### SET TASK
Reproduce each of the lines below word for word, leaving nothing out.

(Dataset excerpt)
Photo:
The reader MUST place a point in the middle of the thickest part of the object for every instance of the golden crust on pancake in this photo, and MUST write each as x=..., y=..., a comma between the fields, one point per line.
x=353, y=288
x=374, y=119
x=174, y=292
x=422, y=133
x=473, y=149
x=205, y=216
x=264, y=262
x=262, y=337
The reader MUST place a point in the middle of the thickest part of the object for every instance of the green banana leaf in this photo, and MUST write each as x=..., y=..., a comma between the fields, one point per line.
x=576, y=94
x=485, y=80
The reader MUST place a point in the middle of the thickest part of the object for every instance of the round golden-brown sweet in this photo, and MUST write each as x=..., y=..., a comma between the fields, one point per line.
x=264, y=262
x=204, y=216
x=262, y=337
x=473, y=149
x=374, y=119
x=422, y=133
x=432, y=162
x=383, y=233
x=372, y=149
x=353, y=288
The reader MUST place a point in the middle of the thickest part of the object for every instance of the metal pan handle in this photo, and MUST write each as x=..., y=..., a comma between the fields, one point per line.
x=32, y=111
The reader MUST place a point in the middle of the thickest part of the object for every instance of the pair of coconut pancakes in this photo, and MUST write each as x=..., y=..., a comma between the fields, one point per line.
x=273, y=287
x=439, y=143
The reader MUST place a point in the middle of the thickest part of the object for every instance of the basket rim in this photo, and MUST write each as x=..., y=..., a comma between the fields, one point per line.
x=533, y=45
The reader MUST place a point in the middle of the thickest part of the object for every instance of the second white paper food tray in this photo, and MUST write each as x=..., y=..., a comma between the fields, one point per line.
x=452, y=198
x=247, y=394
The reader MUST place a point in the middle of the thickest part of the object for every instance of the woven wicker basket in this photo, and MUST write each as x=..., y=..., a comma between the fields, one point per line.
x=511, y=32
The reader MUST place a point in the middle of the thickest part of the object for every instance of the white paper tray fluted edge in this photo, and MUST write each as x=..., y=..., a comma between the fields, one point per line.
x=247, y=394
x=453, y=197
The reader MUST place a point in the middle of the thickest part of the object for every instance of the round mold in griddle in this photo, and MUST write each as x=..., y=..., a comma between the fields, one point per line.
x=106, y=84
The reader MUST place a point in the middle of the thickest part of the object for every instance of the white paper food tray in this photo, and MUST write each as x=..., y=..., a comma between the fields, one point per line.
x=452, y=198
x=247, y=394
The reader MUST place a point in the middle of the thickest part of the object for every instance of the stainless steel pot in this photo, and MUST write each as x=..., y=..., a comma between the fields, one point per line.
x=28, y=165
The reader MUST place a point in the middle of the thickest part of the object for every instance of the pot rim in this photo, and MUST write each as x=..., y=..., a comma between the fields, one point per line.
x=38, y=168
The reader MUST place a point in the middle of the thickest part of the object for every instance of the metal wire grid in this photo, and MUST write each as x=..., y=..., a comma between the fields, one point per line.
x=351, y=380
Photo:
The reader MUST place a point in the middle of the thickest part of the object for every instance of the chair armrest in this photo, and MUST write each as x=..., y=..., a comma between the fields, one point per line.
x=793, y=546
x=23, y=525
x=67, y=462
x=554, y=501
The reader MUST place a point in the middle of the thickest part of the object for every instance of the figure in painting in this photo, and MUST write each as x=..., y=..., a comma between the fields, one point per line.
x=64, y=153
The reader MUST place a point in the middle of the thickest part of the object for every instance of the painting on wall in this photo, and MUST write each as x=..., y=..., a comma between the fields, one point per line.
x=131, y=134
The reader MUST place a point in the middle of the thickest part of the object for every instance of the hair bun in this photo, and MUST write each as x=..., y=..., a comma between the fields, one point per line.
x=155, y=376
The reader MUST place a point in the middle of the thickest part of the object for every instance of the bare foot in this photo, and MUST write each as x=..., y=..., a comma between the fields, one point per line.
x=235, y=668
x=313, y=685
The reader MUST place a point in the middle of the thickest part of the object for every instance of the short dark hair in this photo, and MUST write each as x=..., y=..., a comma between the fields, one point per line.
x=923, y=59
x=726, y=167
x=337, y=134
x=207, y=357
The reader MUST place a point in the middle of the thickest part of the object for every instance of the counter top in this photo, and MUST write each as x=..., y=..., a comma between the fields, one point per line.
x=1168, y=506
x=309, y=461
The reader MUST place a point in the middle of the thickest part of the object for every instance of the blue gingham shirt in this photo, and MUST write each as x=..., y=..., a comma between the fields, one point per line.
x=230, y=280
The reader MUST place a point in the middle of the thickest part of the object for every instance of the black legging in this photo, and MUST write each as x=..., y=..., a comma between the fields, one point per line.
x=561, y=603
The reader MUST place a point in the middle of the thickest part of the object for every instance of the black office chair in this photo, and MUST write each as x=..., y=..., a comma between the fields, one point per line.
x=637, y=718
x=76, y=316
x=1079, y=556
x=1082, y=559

### RESPONSE TO THE TASK
Photo:
The reader MUST place a point in the middle of the thickest part of the object for every instance of the golden crust on pancake in this photo, and MUST write each as x=..., y=..., a comma between the fields, one point per line.
x=353, y=288
x=374, y=119
x=174, y=292
x=422, y=133
x=473, y=149
x=205, y=216
x=264, y=262
x=262, y=337
The reader MUST place a point in the middle of the thickest part of the object for every instance of the green banana leaf in this photo, and MUST write each as x=..., y=..., a comma between the fields, one point per line.
x=576, y=94
x=485, y=80
The reader MUST place a point in the middle of the thickest part of the object for every instance of the round golden-brown sweet in this photo, and MUST write each as x=..., y=..., a comma between the fields, one point per line.
x=264, y=262
x=204, y=216
x=262, y=337
x=473, y=149
x=374, y=119
x=422, y=133
x=432, y=162
x=383, y=233
x=372, y=149
x=353, y=288
The reader MUST place a point in the middle of the thickest part of the object for every instance of the metal pan handle in this photo, and MUST write each as x=..., y=..., a comma between the fields, one point per line.
x=32, y=111
The reader MUST place a point in the middle of the thickest part of the object for every instance of the pair of coconut pancakes in this photo, and MUST write each as x=..., y=..., a comma between the fields, one point per line.
x=273, y=287
x=439, y=143
The reader MUST place a point in the middle of the thickest part of the object for every instance of the basket rim in this photo, and MUST write each as x=..., y=..., a comma between the fields, one point per line.
x=533, y=45
The reader MUST place a point in the middle of the thickest part of the object for every instance of the second white paper food tray in this photo, and MUST write each as x=..., y=..., a comma between the fields, one point per line.
x=452, y=198
x=247, y=394
The reader MUST place a point in the middle of the thickest part of the object for every instance of the woven wicker basket in this photo, and MUST write each as x=..., y=..., a comma between the fields, one point per line.
x=511, y=32
The reader MUST place a point in the middle of the thickest part of the object for every instance of the white paper tray fluted edge in this photo, and MUST write each as x=..., y=..., a comma between the fields, one point per line.
x=247, y=394
x=453, y=197
The reader MUST place a point in the middle of the thickest part of the object for every instance of the round mold in griddle in this photo, and MUST write each as x=..., y=..., a comma between the fields, one point per line.
x=106, y=84
The reader MUST place a point in the middle of the thickest part of the object for every instance of the white paper food tray in this photo, and MUST write each as x=..., y=..., a comma between the fields, one point per line.
x=452, y=198
x=247, y=394
The reader MUST place a point in the middle of the thickest part of the object for every instance of the stainless steel pot in this photo, and MUST write each as x=..., y=..., a comma between the fields, one point per line.
x=28, y=165
The reader MUST place a point in the middle of the thickest part of the object for every instance of the pot rim in this photo, and MUST write each as x=..., y=..., a comma between the fields, one point per line.
x=38, y=168
The reader MUST place a point in the middle of the thickest part of the object for every instance of the metal wire grid in this photo, and MUST write each as x=..., y=..., a comma between the fields, one point per line.
x=351, y=380
Photo:
The reader MUST place a point in the middle of the thickest part of the object for every instance of the chair armrest in this photo, and MUST write each as x=..., y=..., a comma between the fields, one point per line.
x=793, y=546
x=23, y=525
x=67, y=462
x=554, y=501
The reader MUST place a point in the middle of the thickest part of the object for every instance of the figure in painting in this photo, and MUST write each as x=..., y=..., a comma between the fields, one point per line.
x=64, y=153
The reader MUST place a point in the middle of the thickest part of the object for every instance of the painting on wall in this photo, and MUST write each as x=..., y=..., a comma between the fields, one point per line.
x=131, y=134
The reader MUST place a point in the middle of the thickest part of the object for every instance of the hair bun in this photo, and MUST write each as x=..., y=..., a comma between the fields, one point per line.
x=155, y=376
The reader MUST place a point in the middle of the thickest part of the object for every instance of the bare foot in this photo, and MUST write each as x=..., y=..., a comma between the fields, one point per line.
x=235, y=668
x=313, y=685
The reader MUST place a point in the middle of the thickest part of the object for every instance of the short dark hair in this photo, and MUST write each as x=..., y=..., a comma between the fields, one point per line.
x=923, y=59
x=726, y=167
x=337, y=134
x=207, y=357
The reader MUST place a point in the middle of the thickest part of the object for every instance of the counter top in this photo, and MUST write each as x=..., y=..., a comma between the fields, one point per line.
x=1168, y=506
x=309, y=461
The reader MUST place a point in the middle of the thickest part of the object for every instance of the blue gingham shirt in this photo, and MUST write each as x=..., y=..., a comma between the fields, one point per line.
x=230, y=280
The reader MUST place a point in the middle of the thickest part of the object for every instance of the black legging in this photo, and MUST write each as x=..., y=..., a comma between the fields, one point per line.
x=561, y=603
The reader MUST place a point in the middle of the thickest part of the object for every instance of the black office chair in this photo, and MUST write each as x=..., y=..., a comma between the fields, one point per line.
x=637, y=718
x=76, y=316
x=1079, y=556
x=1082, y=559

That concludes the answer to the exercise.